Permintaan Tugas 1 — Menurut ringkasan buku Filsafat Ilmu, metode apa yang dahulu digunakan?
Permintaan Tugas 2 — Teruskan ringkasan buku Filsafat Ilmu setelah kalimat terakhirnya.
-------- Kutipan Teks --------
Judul buku : Filsafat Ilmu: Sebuah Pengantar Populer
Penulis : Jujun S. Suriasumantri
Penerbit : Pustaka Sinar Harapan
Tahun Terbit: 2005
Peringkas : Triyanda Nurrahmah
Kau tahu sendiri bagaimana metodeku, Watson.
(Arthur Conan Doyle dalam The Crooked Man)
11. Jarum Sejarah Pengetahuan
Sebelum Charles Darwin menyusun teori evolusi kita menganggap
semua makhluk adalah serupa yang diciptakan dalam waktu yang sama.
Tidak terdapat jarak yang jelas antara obyek yang satu dengan obyek yang
lain, serta wujud yang satu dengan wujud yang lain. Semua menyatu dalam
kesatuan yang batas-batasnya kabur dan mengambang. Tidak terdapat
pembedaan antara berbagai pengetahuan, apakah itu cara memburu gajah,
cara mengobati sakit gigi, biografi para dewa di kayangan atau kapan mulai
bercocok tanam. Semuanya satu apapun objeknya, metodenya atau
kegunaannya. Metode yang digunakan dulu adalah metode “ngelmu”.
-------- Bahan yang Disediakan --------
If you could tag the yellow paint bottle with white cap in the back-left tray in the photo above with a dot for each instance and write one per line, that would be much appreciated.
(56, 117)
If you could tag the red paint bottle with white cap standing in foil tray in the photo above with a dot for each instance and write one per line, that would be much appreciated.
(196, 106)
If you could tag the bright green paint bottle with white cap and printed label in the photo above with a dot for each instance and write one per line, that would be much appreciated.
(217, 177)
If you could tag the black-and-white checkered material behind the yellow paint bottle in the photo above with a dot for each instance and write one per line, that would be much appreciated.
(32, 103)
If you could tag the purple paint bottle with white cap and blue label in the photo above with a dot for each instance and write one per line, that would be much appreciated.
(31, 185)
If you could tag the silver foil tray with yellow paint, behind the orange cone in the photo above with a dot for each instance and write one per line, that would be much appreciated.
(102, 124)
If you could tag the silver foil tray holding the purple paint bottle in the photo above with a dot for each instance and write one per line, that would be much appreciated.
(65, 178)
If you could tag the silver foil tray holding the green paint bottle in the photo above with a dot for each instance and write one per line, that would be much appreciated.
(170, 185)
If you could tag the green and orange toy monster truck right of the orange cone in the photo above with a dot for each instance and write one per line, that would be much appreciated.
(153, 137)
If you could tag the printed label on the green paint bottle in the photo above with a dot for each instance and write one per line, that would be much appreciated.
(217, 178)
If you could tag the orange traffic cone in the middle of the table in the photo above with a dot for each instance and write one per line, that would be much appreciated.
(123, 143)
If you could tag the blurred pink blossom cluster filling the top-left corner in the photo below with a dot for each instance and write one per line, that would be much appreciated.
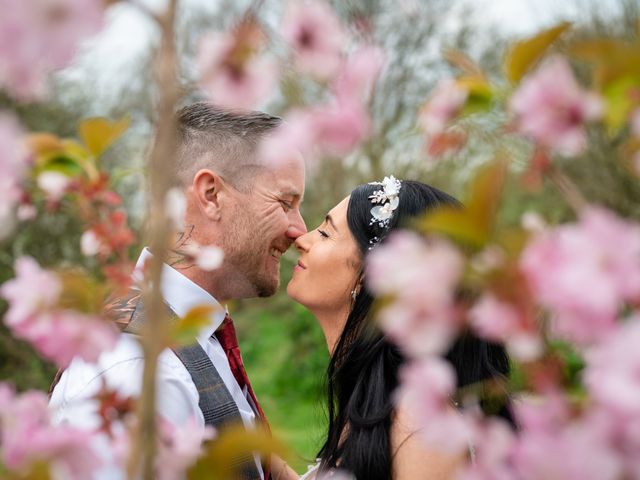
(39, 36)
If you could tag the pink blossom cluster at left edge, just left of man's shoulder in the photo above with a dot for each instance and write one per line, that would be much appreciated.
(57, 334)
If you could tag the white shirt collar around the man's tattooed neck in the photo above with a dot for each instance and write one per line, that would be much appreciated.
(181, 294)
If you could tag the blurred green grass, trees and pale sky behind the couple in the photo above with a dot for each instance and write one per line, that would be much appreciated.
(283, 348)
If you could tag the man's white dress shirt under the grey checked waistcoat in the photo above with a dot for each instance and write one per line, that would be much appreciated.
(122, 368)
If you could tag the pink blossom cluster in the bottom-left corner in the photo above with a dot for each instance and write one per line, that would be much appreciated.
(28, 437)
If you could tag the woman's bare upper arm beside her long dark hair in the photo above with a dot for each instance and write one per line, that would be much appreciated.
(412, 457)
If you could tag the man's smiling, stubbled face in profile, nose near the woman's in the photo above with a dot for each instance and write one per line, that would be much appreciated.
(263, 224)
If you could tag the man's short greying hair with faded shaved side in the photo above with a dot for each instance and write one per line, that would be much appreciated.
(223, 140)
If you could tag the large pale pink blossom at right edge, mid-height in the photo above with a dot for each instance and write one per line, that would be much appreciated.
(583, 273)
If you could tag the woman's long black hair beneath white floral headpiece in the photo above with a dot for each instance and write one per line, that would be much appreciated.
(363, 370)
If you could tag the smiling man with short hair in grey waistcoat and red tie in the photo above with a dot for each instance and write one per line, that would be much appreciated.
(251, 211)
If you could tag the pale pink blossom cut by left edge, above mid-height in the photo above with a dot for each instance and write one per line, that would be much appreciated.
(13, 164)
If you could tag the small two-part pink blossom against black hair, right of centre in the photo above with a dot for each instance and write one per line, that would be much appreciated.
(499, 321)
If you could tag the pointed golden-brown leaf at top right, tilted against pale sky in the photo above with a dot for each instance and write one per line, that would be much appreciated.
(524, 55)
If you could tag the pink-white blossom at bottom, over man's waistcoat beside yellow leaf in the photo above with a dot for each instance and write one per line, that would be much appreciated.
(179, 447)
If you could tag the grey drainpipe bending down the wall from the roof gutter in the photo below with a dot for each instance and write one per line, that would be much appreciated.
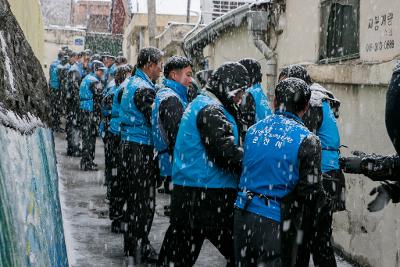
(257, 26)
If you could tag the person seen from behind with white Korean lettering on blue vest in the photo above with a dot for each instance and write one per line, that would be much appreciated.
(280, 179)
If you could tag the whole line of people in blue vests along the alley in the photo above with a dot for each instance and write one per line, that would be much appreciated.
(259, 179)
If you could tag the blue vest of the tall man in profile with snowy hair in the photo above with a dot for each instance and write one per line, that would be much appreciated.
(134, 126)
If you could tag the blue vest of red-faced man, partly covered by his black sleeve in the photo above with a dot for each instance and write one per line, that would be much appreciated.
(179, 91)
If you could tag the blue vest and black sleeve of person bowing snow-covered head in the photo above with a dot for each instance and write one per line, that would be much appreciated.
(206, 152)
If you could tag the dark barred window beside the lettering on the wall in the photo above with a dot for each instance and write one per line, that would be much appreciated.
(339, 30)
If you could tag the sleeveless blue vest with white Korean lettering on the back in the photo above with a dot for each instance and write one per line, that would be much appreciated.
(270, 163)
--------
-------- Bahan yang Disediakan --------
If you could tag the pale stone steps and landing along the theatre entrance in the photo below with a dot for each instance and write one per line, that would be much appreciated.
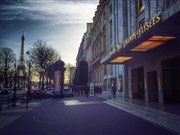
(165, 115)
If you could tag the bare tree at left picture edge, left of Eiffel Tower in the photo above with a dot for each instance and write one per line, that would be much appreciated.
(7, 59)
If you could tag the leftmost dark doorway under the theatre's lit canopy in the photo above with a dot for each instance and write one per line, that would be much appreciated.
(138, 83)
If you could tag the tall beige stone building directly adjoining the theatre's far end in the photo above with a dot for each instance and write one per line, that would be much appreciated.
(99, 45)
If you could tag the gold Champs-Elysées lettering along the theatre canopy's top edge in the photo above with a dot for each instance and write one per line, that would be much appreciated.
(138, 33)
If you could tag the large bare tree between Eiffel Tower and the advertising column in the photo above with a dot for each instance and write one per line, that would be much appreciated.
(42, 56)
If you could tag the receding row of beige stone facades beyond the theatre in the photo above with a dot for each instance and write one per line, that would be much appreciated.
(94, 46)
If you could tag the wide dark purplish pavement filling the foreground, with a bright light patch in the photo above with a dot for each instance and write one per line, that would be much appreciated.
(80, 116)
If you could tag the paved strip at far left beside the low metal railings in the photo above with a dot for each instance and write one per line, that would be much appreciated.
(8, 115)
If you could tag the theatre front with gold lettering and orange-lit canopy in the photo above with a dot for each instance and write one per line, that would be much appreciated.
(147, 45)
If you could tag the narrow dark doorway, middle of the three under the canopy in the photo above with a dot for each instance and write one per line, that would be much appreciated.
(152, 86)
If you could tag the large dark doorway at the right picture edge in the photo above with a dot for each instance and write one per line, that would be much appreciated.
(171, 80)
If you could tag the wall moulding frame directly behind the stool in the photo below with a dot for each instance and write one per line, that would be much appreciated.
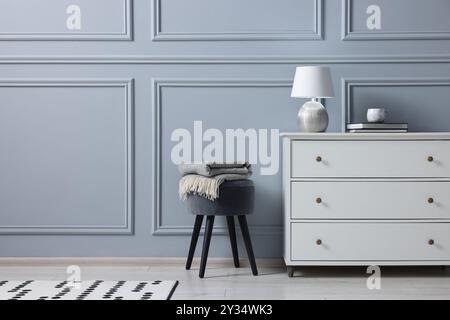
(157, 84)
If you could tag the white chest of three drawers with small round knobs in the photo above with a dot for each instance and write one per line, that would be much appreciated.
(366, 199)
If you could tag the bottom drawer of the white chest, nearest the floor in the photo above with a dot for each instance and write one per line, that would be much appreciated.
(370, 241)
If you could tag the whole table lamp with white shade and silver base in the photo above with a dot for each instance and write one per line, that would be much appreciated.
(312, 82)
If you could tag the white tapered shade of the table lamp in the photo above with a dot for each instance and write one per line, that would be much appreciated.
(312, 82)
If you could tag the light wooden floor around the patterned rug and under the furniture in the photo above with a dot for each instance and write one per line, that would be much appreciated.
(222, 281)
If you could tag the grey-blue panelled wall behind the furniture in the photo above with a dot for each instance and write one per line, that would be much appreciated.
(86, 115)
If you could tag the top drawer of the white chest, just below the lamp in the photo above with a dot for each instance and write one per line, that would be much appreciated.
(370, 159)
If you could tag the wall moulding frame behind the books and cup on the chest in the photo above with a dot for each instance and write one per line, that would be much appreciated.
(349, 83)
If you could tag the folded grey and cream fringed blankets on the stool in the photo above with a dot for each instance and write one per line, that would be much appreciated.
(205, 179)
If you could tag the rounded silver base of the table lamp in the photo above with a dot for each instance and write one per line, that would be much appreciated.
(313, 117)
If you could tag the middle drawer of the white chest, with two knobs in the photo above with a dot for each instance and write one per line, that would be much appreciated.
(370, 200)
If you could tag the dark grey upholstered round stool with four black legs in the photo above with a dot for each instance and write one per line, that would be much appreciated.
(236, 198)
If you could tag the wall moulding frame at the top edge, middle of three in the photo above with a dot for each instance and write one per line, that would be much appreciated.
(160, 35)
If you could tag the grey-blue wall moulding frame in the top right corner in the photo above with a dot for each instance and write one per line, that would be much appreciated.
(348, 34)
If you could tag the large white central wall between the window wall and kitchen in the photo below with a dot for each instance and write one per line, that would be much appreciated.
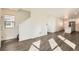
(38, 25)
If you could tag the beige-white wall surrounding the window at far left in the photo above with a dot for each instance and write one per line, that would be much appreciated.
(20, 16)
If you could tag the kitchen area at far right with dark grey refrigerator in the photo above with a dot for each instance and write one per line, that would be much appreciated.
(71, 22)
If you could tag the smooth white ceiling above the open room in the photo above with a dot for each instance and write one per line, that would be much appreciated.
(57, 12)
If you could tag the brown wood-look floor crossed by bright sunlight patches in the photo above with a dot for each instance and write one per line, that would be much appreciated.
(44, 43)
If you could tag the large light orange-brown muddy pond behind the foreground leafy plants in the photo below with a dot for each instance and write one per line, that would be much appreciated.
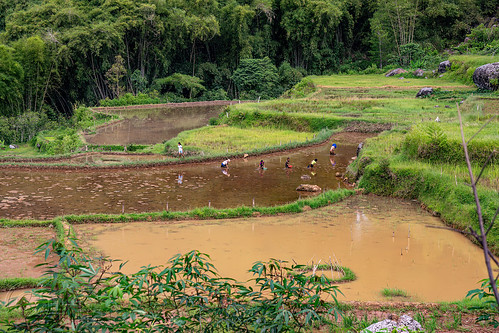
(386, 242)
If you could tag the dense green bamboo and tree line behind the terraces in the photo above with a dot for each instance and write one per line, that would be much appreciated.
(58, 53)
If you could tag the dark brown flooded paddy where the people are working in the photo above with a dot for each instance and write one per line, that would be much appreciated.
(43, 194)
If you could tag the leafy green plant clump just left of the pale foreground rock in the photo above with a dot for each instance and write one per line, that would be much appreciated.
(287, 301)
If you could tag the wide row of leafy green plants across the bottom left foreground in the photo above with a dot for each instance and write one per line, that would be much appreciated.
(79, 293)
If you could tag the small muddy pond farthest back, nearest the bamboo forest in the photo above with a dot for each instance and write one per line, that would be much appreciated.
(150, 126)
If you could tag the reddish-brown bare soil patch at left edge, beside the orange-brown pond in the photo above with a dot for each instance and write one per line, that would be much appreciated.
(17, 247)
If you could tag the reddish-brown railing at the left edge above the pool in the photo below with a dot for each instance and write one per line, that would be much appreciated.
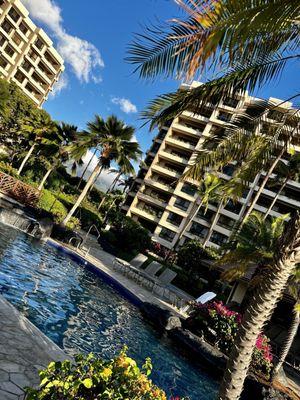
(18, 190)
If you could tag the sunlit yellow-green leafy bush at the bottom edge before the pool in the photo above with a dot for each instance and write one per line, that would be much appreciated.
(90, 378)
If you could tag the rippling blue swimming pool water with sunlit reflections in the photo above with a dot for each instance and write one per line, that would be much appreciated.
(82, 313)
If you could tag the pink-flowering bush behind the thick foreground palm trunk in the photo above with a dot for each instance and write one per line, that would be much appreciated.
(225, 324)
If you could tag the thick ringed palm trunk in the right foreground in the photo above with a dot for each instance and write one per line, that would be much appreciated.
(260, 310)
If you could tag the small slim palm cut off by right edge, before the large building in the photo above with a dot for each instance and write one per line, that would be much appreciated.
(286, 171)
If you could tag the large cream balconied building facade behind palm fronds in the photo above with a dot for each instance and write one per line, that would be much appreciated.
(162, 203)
--------
-------- Bahan yang Disediakan --------
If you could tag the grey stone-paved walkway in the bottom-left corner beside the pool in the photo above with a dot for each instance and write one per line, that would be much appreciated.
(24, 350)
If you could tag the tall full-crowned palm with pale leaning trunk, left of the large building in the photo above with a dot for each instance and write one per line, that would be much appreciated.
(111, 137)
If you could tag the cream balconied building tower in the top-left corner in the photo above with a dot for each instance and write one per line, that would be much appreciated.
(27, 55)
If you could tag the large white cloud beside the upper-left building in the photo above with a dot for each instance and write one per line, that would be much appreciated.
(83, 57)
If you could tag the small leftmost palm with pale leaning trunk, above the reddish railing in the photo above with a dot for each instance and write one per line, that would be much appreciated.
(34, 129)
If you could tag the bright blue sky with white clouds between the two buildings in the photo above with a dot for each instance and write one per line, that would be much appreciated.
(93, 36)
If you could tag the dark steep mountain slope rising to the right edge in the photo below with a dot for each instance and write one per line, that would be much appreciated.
--------
Jawaban Akhir 1 — Metode yang dahulu digunakan adalah metode "ngelmu".

Jawaban Akhir 2 —
Pada pertengahan abad ke-17 berkembangnya Abad Penalaran (The
Age of Reason) menyebabkan perubahan fundamental. Pada abad ini terdapat
pembedaan yang jelas antara berbagai pengetahuan, yang mengakibatkan
timbulnya spesialisasi pekerjaan dan konsekuensinya mengubah struktur
kemasyarakatan. Pohon pengetahuan dibedakan berdasarkan apa yang diketahui, bagaimana cara mengetahui dan untuk apa pengetahuan itu
dipergunakan.
Salah satu cabang pengetahuan yang berkembang adalah ilmu, yang
dimana berbeda dari yang lain dari segi metode. Metode ilmu merupakan
paradigma abad pertengahan. Ilmu dapat dibedakan dari apa yang ditelaahnya
serta untuk apa ilmu dipergunakan. Secara metafisik, Ilmu berbeda dengan
moral. Ilmu dibedakan menjadi ilmu-ilmu alam dan ilmu-ilmu sosial
berdasarkan obyeknya dan berkembang menjadi 650 disiplin keilmuan.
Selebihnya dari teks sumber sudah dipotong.